**ACTIONS TO TAKE:**
1. Do these statements agree with the How It Ends page? For each, answer yes or no and quote the deciding words from the page.
(a) The film had its world premiere at the 2021 Sundance Film Festival on January 29, 2021.
(b) The film runs 92 minutes.
(c) Liza and her younger self walk to their cousin Mandy's End of the World Party.
2. Duplicate everything on the How It Ends page from "How It Ends is" down to "United Artists Releasing.".

PAGE TEXT below:

- Official poster
- Directed by: Daryl Wein; Zoe Lister-Jones;
- Written by: Daryl Wein; Zoe Lister-Jones;
- Produced by: Daryl Wein; Zoe Lister-Jones;
- Starring: Zoe Lister-Jones; Cailee Spaeny; Helen Hunt; Olivia Wilde; Fred Armisen; Lamorne Morris; Nick Kroll;
- Cinematography: Daryl Wein; Tyler Beus;
- Edited by: Daryl Wein; Libby Cuenin;
- Music by: Ryan Miller
- Production company: Mister Lister Films
- Distributed by: American International Pictures (through United Artists Releasing)
- Release dates: January 29, 2021 (Sundance); July 20, 2021 (United States);
- Running time: 82 minutes
- Country: United States
- Language: English
- Box office: $16,104

= How It Ends (2021 film) =

2021 American apocalyptic comedy-drama film

How It Ends is a 2021 American apocalyptic comedy-drama film written, directed, and produced by Daryl Wein and Zoe Lister-Jones. It stars Lister-Jones and Cailee Spaeny, with cameo appearances by 23 others in a series of vignettes, facilitating the reality of 2020 COVID-19 protocols while serving the underlying plot device of walking through the deserted streets of Los Angeles.

The film had its world premiere at the 2021 Sundance Film Festival on January 29, 2021, and was released in the United States on July 20, 2021, by United Artists Releasing.

==Plot summary==
On the last full day before a meteor arrives on its collision course with Earth, Liza takes stock of her life through a conversation with her "metaphysical" childhood self. The conversation carries through as they walk through the empty streets of Los Angeles to their cousin Mandy's End of the World Party. As they walk, they have short interactions with numerous individuals, including the metaphysical YS of others – the Younger Selves who are now visible due to certain doom having elevated everyone's awareness. The Lizas also stop to visit some family and friends that they want to see before the end.

End of PAGE TEXT.
INFORMATION SUPPLIED below:

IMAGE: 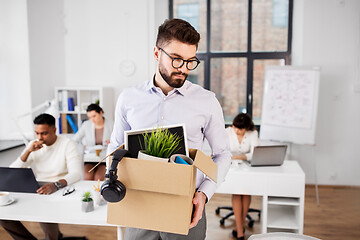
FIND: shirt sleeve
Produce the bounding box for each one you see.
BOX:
[64,139,83,185]
[245,130,259,160]
[198,97,231,200]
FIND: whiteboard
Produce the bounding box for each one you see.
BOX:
[260,66,320,145]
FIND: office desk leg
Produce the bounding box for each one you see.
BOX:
[261,195,268,233]
[117,226,126,240]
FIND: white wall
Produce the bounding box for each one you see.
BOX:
[291,0,360,186]
[28,0,66,107]
[65,0,162,100]
[0,0,32,139]
[0,0,168,139]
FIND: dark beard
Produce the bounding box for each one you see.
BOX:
[159,67,187,88]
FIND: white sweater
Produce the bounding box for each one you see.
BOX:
[10,136,83,185]
[225,127,259,160]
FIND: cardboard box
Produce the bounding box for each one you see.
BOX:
[107,149,217,235]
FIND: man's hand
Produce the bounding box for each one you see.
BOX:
[29,141,44,152]
[36,183,57,195]
[189,192,206,228]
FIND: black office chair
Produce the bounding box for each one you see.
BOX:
[215,207,261,228]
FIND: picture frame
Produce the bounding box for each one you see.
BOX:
[124,124,189,158]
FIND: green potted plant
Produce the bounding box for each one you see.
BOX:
[81,192,94,212]
[138,127,182,162]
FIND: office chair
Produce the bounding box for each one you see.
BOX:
[248,232,320,240]
[215,207,261,228]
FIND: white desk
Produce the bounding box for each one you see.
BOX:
[0,181,123,240]
[216,161,305,234]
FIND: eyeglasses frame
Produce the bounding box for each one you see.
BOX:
[158,47,200,71]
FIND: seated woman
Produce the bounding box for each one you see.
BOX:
[73,104,113,180]
[226,113,259,240]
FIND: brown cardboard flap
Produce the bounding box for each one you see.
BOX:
[189,149,217,182]
[118,158,194,195]
[107,189,193,235]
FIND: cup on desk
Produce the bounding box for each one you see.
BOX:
[94,145,103,156]
[0,192,10,205]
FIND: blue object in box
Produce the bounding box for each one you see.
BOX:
[175,156,189,165]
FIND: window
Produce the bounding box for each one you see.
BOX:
[169,0,293,124]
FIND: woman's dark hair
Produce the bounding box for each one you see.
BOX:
[233,113,255,131]
[156,18,200,48]
[34,113,55,127]
[86,103,104,113]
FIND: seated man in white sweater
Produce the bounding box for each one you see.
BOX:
[0,114,82,240]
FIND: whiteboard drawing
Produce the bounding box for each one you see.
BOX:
[262,70,315,129]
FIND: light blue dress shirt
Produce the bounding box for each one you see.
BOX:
[108,81,231,199]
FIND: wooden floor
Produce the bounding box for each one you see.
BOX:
[0,186,360,240]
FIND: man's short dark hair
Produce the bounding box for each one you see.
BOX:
[156,18,200,48]
[86,103,104,113]
[34,113,55,127]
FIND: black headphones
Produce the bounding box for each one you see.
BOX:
[100,149,128,202]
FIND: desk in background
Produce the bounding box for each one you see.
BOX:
[0,181,123,240]
[216,160,305,234]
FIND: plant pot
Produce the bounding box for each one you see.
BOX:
[138,150,169,162]
[81,201,94,212]
[92,190,107,206]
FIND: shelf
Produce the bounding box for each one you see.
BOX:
[267,205,299,230]
[268,197,300,206]
[55,86,114,134]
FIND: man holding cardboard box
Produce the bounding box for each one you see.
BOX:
[108,19,231,240]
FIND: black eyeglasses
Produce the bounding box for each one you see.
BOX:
[159,48,200,71]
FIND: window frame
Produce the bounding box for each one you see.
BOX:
[169,0,294,116]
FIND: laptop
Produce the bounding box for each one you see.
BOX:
[249,145,287,167]
[0,167,46,193]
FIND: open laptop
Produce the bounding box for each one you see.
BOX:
[0,167,46,193]
[249,145,287,167]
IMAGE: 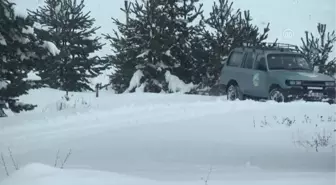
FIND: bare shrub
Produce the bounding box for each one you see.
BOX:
[294,129,334,152]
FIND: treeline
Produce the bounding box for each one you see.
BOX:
[0,0,336,117]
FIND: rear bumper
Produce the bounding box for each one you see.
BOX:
[284,87,336,101]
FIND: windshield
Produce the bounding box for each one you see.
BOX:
[267,54,311,70]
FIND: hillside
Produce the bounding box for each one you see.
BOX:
[0,89,336,185]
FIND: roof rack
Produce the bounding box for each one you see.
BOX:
[242,42,300,52]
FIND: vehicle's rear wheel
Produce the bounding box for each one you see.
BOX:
[227,84,243,101]
[268,88,286,103]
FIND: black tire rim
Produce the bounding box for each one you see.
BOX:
[228,85,238,100]
[270,90,285,102]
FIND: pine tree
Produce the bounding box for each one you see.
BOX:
[107,0,202,92]
[301,23,336,75]
[204,0,269,89]
[0,0,48,117]
[29,0,108,93]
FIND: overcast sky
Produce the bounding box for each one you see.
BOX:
[12,0,336,57]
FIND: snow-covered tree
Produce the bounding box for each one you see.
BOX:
[204,0,269,86]
[0,0,52,117]
[29,0,108,92]
[301,23,336,75]
[107,0,202,92]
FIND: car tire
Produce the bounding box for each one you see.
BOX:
[268,88,287,103]
[209,85,225,96]
[226,84,244,101]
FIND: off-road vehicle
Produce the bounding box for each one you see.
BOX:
[218,43,336,102]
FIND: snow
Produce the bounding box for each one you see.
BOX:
[125,69,144,92]
[0,88,336,185]
[11,0,336,58]
[0,88,336,185]
[137,49,150,58]
[42,41,61,56]
[165,71,196,93]
[22,26,34,34]
[0,33,7,46]
[0,163,332,185]
[0,80,8,90]
[26,71,41,81]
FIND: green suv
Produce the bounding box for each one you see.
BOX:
[218,43,336,102]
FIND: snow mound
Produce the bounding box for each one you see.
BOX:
[0,163,335,185]
[125,70,144,92]
[0,163,154,185]
[165,71,196,93]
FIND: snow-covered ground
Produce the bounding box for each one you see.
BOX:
[0,89,336,185]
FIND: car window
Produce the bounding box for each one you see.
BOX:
[227,51,244,67]
[244,52,255,69]
[253,55,267,71]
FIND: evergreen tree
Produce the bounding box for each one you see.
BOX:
[107,0,202,92]
[0,0,48,117]
[29,0,108,93]
[204,0,269,89]
[301,23,336,75]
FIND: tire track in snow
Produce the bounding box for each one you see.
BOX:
[0,102,265,153]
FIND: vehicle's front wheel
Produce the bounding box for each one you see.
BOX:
[227,84,243,101]
[268,88,286,103]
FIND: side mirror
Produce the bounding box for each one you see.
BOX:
[257,65,267,71]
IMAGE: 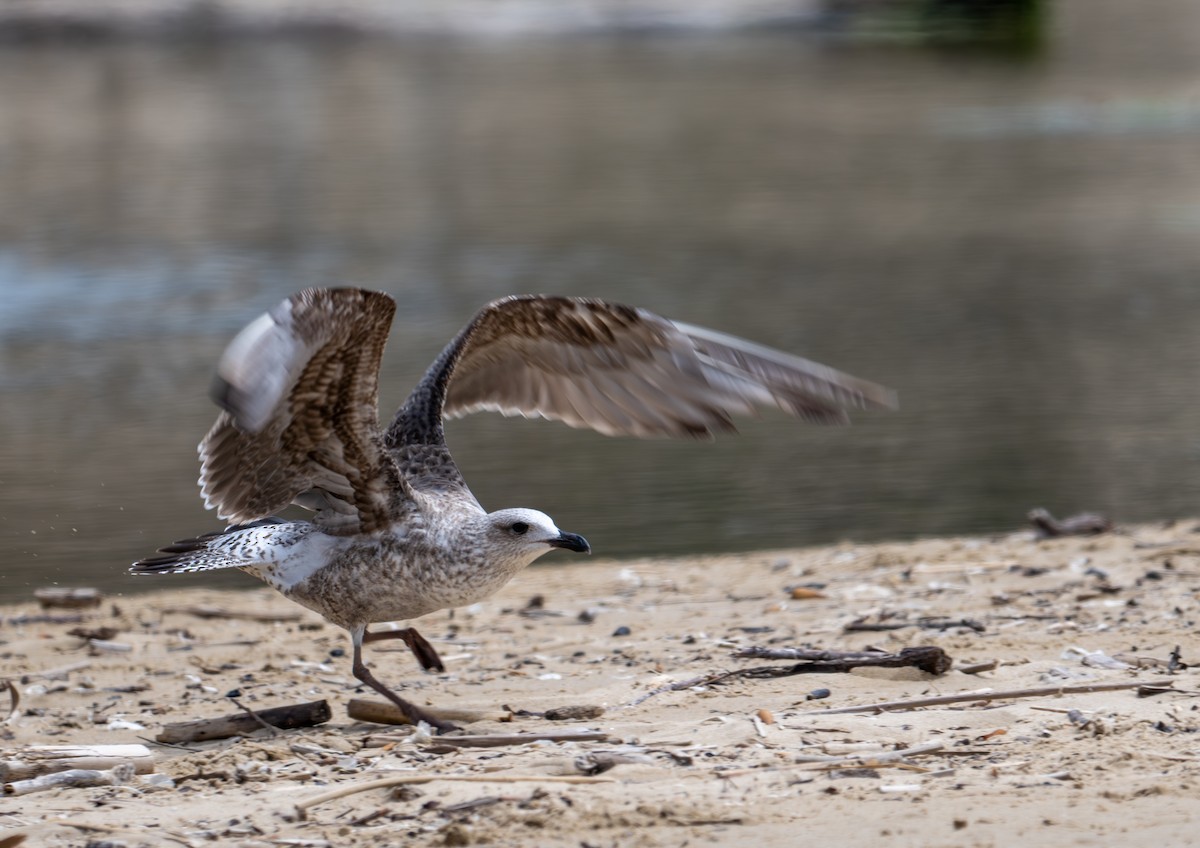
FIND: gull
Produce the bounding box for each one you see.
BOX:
[130,288,896,732]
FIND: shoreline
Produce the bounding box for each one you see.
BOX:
[7,519,1200,848]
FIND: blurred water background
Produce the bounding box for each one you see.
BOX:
[0,0,1200,601]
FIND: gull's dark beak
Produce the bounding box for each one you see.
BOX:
[550,533,592,554]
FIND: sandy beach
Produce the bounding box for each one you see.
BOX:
[0,521,1200,848]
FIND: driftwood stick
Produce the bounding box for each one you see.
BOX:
[625,672,710,709]
[0,745,154,781]
[422,730,608,748]
[20,660,91,684]
[0,680,20,724]
[155,700,332,742]
[803,679,1174,716]
[229,698,277,736]
[4,763,133,795]
[733,645,953,678]
[296,775,614,822]
[716,742,944,777]
[0,613,83,627]
[346,698,512,724]
[161,603,302,621]
[34,587,104,609]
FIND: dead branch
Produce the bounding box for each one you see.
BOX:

End of INFORMATION SUPPLIED.

**SOLUTIONS TO THE TASKS:**
1.
(a) Yes: "The film had its world premiere at the 2021 Sundance Film Festival on January 29, 2021"
(b) No: "Running time: 82 minutes"
(c) Yes: "they walk through the empty streets of Los Angeles to their cousin Mandy's End of the World Party"

2.
How It Ends is a 2021 American apocalyptic comedy-drama film written, directed, and produced by Daryl Wein and Zoe Lister-Jones. It stars Lister-Jones and Cailee Spaeny, with cameo appearances by 23 others in a series of vignettes, facilitating the reality of 2020 COVID-19 protocols while serving the underlying plot device of walking through the deserted streets of Los Angeles.

The film had its world premiere at the 2021 Sundance Film Festival on January 29, 2021, and was released in the United States on July 20, 2021, by United Artists Releasing.